-- START QUOTED TEXT --
States and Early Childhood Systems Can Improve Trauma-Informed Approaches to Address Mental-Health Challenges for Young Children in Immigrant Families

WASHINGTON – There is growing recognition that infants and toddlers can be profoundly affected by traumatic experiences, with research firmly disproving that they are too young to feel these effects. As a result, the early childhood education and care (ECEC) field and policymakers are becoming more cognizant of the need for early childhood programs to take a trauma-informed approach in providing services to young children.

Yet discussions of how to build a trauma-informed approach into the early childhood system often fail to take into account the unique experiences of children of refugees and other immigrants, a new issue brief from the Migration Policy Institute’s National Center on Immigrant Integration Policy finds.

In Mitigating the Effects of Trauma among Young Children of Immigrants and Refugees: The Role of Early Childhood Programs, authors Maki Park and Caitlin Katsiaficas explore the opportunities that exist for states and the early childhood, health care and refugee resettlement systems to build cross-system capacity to better support the healthy socio-emotional development of children under age 5.

A robust body of research demonstrates that young children are highly vulnerable to both the short- and long-term effects of trauma, due in part to the rapid brain growth occurring during these formative years.

Even as children of immigrants, refugees in particular, are more likely to have experienced or witnessed trauma, they are enrolled in pre-school at lower rates than their peers and there is a general lack of capacity in ECEC programs to identify and respond to early signs of trauma.
-- END QUOTED TEXT --
-- START DATASET RECORDS --
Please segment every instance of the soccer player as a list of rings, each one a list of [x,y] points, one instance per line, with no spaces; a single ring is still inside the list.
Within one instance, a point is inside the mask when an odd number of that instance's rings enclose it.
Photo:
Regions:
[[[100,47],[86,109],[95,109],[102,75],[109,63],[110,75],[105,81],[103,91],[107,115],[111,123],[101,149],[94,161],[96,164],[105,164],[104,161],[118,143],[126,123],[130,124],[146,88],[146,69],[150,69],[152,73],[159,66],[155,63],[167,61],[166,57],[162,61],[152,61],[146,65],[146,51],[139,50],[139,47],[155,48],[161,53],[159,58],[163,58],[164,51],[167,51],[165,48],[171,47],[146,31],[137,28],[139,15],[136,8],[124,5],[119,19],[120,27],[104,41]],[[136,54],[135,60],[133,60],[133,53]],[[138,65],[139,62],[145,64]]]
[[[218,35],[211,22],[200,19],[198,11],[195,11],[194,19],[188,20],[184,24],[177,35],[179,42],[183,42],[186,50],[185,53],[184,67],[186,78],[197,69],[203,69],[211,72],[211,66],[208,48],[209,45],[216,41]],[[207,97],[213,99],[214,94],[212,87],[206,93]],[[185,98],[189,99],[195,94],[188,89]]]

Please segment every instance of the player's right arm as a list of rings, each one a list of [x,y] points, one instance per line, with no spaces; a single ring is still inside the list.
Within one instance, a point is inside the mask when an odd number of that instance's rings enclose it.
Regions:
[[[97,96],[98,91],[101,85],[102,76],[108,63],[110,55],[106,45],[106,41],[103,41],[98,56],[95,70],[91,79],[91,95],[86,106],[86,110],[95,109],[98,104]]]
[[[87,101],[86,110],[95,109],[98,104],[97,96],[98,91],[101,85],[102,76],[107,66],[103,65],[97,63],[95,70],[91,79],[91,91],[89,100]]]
-- END DATASET RECORDS --
• **TASKS TO PERFORM**:
1 - Answer these questions about the press release on trauma among young children of immigrants, one line each:
(a) Who wrote the new issue brief?
(b) What age group does the brief focus on?
(c) What cause, in part, does the release give for young children's high vulnerability to the effects of trauma?
2 - Go on with the press release on trauma among young children of immigrants, starting after its final sentence.

• **WRITTEN ANSWERS**:
1 -
(a) Maki Park and Caitlin Katsiaficas
(b) Children under age 5
(c) The rapid brain growth occurring during these formative years

2 -
States and programs that serve young children have opportunities to increase trauma-informed services including by:

  • Promoting the systematic use of mental health screening tools that are appropriate both for young children and for use across cultures
  • Ensuring that home-visiting programs—an increasingly popular two-generation service model and one of the few services to reach children in their first years—are equipped to serve diverse populations and to identify and address the impacts of trauma
  • Boosting collaboration between ECEC providers, health services and organizations that work with immigrants to ensure that young children and their families are referred to needed services in a timely fashion.

“Because trauma can have significant negative consequences across generations, addressing gaps in the services available to young children of immigrants and refugees and their families promises to have long-standing, society-wide effects,” the authors write.

Read the issue brief here: www.migrationpolicy.org/research/mitigating-effects-trauma-young-children-immigrants-refugees.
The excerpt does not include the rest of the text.